Items listed in a dataset:
* * *
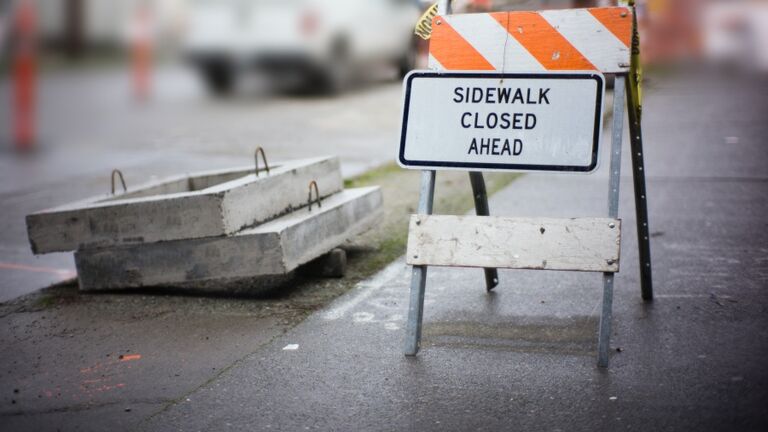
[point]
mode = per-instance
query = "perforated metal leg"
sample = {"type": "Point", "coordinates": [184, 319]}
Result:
{"type": "Point", "coordinates": [641, 201]}
{"type": "Point", "coordinates": [481, 209]}
{"type": "Point", "coordinates": [419, 275]}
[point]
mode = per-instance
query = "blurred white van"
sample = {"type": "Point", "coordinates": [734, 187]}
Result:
{"type": "Point", "coordinates": [321, 42]}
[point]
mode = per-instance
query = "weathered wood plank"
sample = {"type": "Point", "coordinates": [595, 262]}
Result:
{"type": "Point", "coordinates": [580, 244]}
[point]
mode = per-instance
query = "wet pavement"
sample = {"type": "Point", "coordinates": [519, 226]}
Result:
{"type": "Point", "coordinates": [90, 124]}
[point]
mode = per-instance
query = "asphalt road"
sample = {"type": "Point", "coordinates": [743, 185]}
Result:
{"type": "Point", "coordinates": [90, 123]}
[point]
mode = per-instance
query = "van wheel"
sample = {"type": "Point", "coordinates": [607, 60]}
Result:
{"type": "Point", "coordinates": [336, 75]}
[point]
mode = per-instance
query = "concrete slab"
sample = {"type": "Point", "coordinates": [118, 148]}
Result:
{"type": "Point", "coordinates": [274, 248]}
{"type": "Point", "coordinates": [207, 204]}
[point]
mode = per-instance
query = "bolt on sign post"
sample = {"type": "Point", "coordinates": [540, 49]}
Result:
{"type": "Point", "coordinates": [520, 91]}
{"type": "Point", "coordinates": [24, 72]}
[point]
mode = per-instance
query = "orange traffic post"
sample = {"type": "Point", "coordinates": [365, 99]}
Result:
{"type": "Point", "coordinates": [24, 75]}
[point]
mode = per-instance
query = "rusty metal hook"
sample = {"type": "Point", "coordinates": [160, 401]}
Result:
{"type": "Point", "coordinates": [263, 157]}
{"type": "Point", "coordinates": [122, 180]}
{"type": "Point", "coordinates": [317, 195]}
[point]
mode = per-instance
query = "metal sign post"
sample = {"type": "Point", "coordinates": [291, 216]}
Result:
{"type": "Point", "coordinates": [532, 52]}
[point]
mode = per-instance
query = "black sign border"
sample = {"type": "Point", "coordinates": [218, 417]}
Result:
{"type": "Point", "coordinates": [497, 166]}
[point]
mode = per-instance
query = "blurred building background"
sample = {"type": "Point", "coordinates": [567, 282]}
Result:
{"type": "Point", "coordinates": [733, 32]}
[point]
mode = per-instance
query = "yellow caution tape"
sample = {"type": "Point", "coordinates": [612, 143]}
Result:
{"type": "Point", "coordinates": [424, 25]}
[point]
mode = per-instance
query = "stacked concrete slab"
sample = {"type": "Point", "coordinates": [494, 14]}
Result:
{"type": "Point", "coordinates": [218, 225]}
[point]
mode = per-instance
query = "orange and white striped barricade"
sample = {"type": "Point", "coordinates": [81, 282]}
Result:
{"type": "Point", "coordinates": [520, 91]}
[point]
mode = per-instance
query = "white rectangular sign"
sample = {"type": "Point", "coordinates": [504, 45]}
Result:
{"type": "Point", "coordinates": [547, 121]}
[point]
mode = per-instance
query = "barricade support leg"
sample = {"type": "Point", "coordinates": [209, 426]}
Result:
{"type": "Point", "coordinates": [604, 337]}
{"type": "Point", "coordinates": [481, 209]}
{"type": "Point", "coordinates": [641, 201]}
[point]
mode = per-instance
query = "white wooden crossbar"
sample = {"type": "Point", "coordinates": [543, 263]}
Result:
{"type": "Point", "coordinates": [576, 244]}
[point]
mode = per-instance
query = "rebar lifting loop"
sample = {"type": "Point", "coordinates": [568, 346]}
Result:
{"type": "Point", "coordinates": [122, 180]}
{"type": "Point", "coordinates": [260, 150]}
{"type": "Point", "coordinates": [317, 195]}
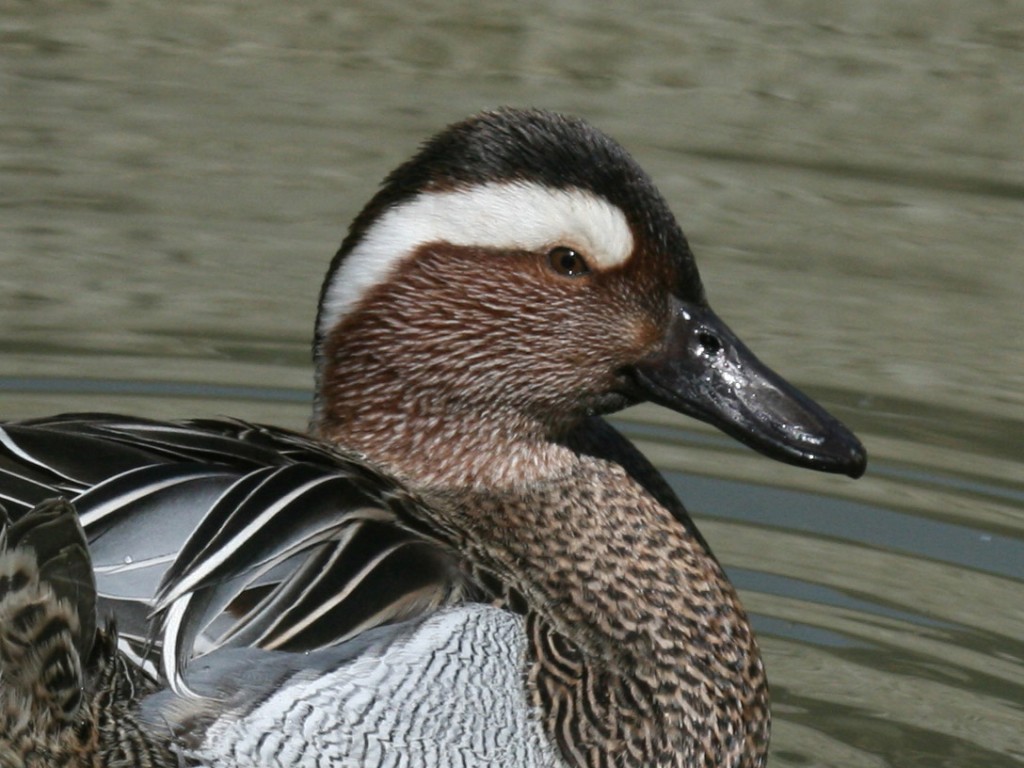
* * *
**WHAT THE TASK REQUIRES**
List every line of the records that contains the word "orange".

**ANSWER TO THE EXERCISE**
query = "orange traffic post"
query = "orange and white striped barricade"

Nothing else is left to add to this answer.